**RAW DATA**

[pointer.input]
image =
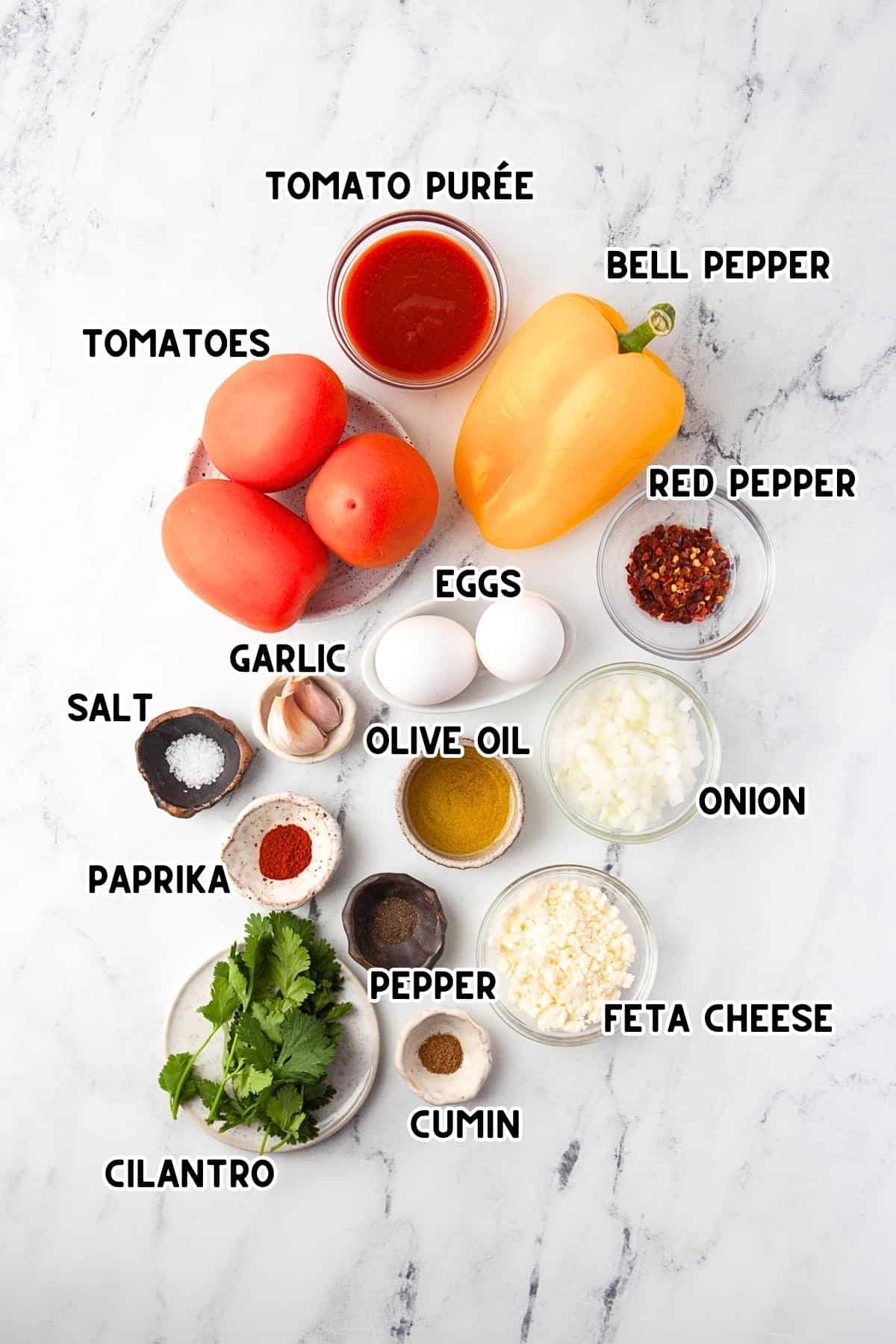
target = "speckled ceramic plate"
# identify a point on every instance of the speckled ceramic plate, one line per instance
(351, 1074)
(346, 588)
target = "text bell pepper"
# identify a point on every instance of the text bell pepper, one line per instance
(571, 411)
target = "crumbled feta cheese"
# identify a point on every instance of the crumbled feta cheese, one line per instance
(564, 952)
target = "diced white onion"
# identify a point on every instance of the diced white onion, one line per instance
(625, 749)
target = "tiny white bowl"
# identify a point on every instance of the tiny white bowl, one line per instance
(445, 1089)
(336, 741)
(242, 844)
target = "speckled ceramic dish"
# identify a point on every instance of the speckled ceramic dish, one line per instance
(336, 741)
(444, 1089)
(240, 850)
(346, 588)
(351, 1074)
(480, 858)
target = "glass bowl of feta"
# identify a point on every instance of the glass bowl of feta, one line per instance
(563, 941)
(626, 752)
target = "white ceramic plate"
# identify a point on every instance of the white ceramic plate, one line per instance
(484, 690)
(351, 1074)
(346, 588)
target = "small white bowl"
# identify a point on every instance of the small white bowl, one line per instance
(479, 858)
(242, 844)
(444, 1089)
(336, 741)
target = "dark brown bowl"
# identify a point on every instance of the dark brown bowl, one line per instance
(169, 793)
(426, 944)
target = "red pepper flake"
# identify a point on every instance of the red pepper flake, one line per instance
(679, 574)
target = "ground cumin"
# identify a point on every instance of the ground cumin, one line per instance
(441, 1054)
(394, 920)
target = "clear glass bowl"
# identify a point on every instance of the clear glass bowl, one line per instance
(673, 818)
(435, 222)
(633, 914)
(753, 574)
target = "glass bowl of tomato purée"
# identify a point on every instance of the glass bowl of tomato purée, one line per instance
(417, 299)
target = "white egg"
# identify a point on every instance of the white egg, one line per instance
(520, 638)
(426, 660)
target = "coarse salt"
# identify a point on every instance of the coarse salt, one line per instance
(195, 759)
(566, 952)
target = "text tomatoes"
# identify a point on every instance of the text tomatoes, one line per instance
(274, 421)
(374, 500)
(243, 553)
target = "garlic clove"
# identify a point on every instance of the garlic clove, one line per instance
(314, 700)
(290, 729)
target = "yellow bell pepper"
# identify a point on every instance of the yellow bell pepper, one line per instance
(571, 411)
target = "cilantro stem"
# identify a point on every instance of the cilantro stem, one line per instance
(213, 1109)
(188, 1068)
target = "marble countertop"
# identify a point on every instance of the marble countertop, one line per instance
(692, 1189)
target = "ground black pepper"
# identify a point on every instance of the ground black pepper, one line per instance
(394, 920)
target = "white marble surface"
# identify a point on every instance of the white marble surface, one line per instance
(688, 1189)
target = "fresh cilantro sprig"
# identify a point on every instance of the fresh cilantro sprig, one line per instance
(276, 1001)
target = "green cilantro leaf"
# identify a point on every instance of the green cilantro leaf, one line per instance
(228, 1110)
(253, 1046)
(285, 1108)
(257, 1080)
(223, 1001)
(307, 1050)
(172, 1073)
(290, 960)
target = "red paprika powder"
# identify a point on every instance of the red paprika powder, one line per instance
(285, 853)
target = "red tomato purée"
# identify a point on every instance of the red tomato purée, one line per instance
(417, 305)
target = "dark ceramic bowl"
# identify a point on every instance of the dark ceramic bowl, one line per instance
(425, 945)
(169, 793)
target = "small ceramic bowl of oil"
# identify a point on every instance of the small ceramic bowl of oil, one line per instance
(461, 812)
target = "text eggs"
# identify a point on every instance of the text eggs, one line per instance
(520, 638)
(426, 660)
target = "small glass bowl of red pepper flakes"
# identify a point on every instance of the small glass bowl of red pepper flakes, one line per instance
(685, 578)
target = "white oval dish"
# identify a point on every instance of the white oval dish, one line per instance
(336, 741)
(445, 1089)
(346, 588)
(240, 847)
(351, 1074)
(484, 690)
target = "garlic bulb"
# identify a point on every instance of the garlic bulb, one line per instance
(290, 729)
(314, 702)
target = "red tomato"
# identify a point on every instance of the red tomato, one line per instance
(274, 421)
(374, 500)
(243, 553)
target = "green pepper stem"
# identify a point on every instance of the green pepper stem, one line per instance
(660, 322)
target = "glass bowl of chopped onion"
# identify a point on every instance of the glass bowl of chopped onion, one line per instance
(687, 601)
(626, 752)
(561, 941)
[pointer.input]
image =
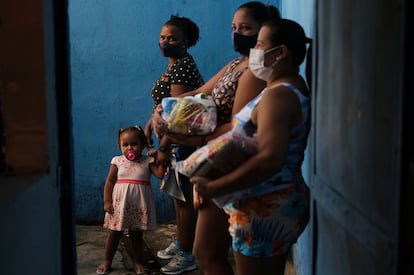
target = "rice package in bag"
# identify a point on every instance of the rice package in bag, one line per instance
(190, 115)
(219, 157)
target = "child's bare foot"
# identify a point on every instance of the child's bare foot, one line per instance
(103, 269)
(139, 269)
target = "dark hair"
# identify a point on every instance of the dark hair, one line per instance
(261, 12)
(187, 26)
(291, 34)
(138, 130)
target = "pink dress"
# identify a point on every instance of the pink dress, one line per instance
(132, 197)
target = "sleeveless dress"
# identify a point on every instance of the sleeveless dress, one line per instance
(183, 72)
(224, 92)
(266, 219)
(132, 196)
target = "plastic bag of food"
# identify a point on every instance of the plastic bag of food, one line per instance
(190, 115)
(219, 157)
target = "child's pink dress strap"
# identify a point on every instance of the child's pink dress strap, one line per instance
(132, 181)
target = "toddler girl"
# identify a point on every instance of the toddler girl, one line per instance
(128, 197)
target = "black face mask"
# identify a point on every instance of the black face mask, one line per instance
(169, 50)
(243, 43)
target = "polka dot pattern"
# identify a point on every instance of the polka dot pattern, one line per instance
(183, 72)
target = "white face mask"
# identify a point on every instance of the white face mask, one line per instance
(256, 63)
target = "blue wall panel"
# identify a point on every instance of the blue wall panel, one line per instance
(114, 60)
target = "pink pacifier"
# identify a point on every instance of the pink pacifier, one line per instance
(131, 155)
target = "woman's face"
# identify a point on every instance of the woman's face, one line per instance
(171, 34)
(264, 43)
(243, 23)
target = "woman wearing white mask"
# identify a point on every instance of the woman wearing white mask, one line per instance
(231, 88)
(264, 226)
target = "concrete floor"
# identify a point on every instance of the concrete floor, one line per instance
(90, 242)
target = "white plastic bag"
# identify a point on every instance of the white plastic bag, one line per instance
(190, 115)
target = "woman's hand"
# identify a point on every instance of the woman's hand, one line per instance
(159, 125)
(148, 135)
(201, 186)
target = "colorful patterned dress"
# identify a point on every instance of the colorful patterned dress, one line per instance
(272, 215)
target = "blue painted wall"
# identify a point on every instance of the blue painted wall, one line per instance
(114, 59)
(302, 11)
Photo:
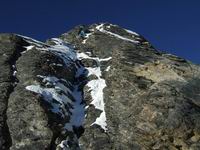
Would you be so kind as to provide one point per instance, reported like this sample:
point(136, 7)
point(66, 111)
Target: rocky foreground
point(97, 87)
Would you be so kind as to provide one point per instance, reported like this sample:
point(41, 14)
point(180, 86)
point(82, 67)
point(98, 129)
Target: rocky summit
point(96, 87)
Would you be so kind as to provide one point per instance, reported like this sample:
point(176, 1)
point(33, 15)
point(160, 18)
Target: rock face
point(97, 87)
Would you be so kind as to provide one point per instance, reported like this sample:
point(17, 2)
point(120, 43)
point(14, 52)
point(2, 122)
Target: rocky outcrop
point(96, 87)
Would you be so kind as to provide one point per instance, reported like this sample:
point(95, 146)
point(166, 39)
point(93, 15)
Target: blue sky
point(170, 25)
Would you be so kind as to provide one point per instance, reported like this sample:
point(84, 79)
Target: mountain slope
point(96, 87)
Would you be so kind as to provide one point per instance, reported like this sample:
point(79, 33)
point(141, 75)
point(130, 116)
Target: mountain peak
point(97, 86)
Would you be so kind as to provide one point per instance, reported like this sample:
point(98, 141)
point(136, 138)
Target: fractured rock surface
point(105, 89)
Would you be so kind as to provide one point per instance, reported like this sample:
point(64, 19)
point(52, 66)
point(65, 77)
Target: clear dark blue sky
point(170, 25)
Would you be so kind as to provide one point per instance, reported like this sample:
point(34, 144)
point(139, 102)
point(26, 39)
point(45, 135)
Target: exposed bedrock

**JOB**
Pull out every line of the rows above that contains the string "leaf". Count only matches with the same uppercase and lowercase letters.

**RESULT BELOW**
target = "green cilantro leaf"
# identify a point on every instance of the green cilantro leaf, one line per instance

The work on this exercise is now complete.